Data records
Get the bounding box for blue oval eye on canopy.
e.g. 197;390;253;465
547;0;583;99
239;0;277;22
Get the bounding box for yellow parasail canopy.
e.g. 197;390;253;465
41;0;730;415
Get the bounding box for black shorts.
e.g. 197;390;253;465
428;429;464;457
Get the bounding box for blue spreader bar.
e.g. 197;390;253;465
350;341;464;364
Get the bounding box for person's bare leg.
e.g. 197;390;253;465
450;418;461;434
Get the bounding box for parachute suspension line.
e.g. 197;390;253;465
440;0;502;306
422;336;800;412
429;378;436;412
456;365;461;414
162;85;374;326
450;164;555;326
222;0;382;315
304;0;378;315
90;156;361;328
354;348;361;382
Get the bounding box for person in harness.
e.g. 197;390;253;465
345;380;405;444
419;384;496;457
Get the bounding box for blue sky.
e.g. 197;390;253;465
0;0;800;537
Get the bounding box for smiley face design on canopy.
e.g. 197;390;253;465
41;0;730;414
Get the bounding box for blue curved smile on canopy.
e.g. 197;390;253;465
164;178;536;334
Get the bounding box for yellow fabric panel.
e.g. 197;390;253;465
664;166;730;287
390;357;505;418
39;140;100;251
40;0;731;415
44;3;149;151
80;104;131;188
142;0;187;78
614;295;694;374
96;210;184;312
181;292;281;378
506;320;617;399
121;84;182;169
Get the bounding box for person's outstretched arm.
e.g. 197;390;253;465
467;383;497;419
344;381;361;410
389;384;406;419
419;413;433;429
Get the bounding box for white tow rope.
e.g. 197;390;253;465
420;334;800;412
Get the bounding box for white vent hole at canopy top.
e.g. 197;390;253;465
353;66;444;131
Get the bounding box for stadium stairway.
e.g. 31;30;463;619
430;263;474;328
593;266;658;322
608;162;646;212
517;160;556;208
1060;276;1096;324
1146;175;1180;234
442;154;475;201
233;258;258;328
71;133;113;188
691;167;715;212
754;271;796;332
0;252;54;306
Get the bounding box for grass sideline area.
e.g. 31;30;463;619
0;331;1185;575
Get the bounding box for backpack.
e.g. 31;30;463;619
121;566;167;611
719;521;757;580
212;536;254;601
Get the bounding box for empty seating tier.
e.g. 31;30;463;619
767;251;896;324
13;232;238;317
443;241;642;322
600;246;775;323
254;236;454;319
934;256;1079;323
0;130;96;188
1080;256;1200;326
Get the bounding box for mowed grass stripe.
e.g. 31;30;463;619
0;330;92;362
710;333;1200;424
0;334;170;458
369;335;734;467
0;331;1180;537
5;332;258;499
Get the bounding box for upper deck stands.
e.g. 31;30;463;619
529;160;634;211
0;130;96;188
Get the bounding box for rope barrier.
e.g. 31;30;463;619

■ DIRECTIONS FOR THIS TASK ■
Change each "Get" in the records to "Find", then write all the lines out again with nothing else altered.

■ ANSWER BELOW ■
Find the bounding box for blue oval eye on canopy.
e.g. 197;390;253;465
547;0;583;99
239;0;277;22
Find the bounding box for yellow parasail canopy.
e.g. 197;390;253;465
41;0;730;415
Find the bounding box for black shorts.
e.g. 197;390;253;465
428;429;464;457
Find the bounding box for blue spreader bar.
e.g. 197;390;253;465
350;341;464;364
Find the bounding box for person's bare leg.
e.g. 197;390;253;465
450;418;461;434
Find the bounding box for parachute suspension line.
e.g. 197;390;253;465
440;0;502;306
422;336;800;412
429;378;436;412
456;365;461;414
162;85;374;326
450;164;555;326
222;0;382;315
304;0;378;315
90;156;361;328
354;348;361;382
Find the bounding box for person in harness.
e.g. 197;390;253;465
345;380;405;444
419;384;496;457
Find the bounding box for blue sky.
e.g. 197;390;253;465
0;0;800;537
Find the bounding box for smiley face design on canopy.
e.g. 197;390;253;465
41;0;730;414
Find the bounding box for blue curved smile on canopy.
e.g. 197;390;253;465
164;178;536;334
Find the bounding box for yellow fabric panel.
e.g. 197;390;253;465
664;166;730;287
390;357;505;418
39;140;100;251
40;0;731;415
44;3;149;151
80;104;131;188
142;0;187;78
614;295;694;374
96;210;184;312
181;292;281;378
506;320;617;399
121;84;182;169
Find the bounding box for person's outstretched arm.
e.g. 197;390;253;465
467;383;497;419
344;381;361;410
389;384;406;419
419;413;433;429
Find the bounding box for white tow rope.
e.g. 197;390;253;465
420;334;800;412
Find the bounding box for white vent hole at canopy top.
e.g. 197;390;253;465
353;66;444;131
Find the bounding box for stadium stairway.
e.g. 31;30;463;619
430;263;474;328
593;266;658;322
608;162;646;212
517;160;556;208
1060;276;1096;324
1146;175;1180;234
442;154;475;201
233;258;258;328
71;133;113;188
691;167;715;212
754;271;796;332
0;252;54;306
Find the bounding box for grass sideline area.
e.g. 31;30;463;619
0;331;1185;575
Find the bounding box for backpack.
e.g. 31;30;463;619
121;566;167;611
719;521;757;580
212;536;254;601
Find the bounding box for empty seating tier.
e.g. 31;30;463;619
767;251;896;324
13;232;238;317
443;241;642;322
600;246;775;323
254;236;454;319
934;256;1079;323
0;130;96;188
1080;256;1200;326
Find the bounding box for mowed grass stripe.
e.g. 31;30;463;619
0;330;92;362
710;333;1200;424
0;334;170;458
369;335;734;467
0;331;1180;537
5;332;258;499
Find the bounding box for upper deck stands.
e.g. 31;30;463;619
529;160;634;211
0;130;96;188
Find the bounding box for rope barrier.
e.g. 31;30;463;619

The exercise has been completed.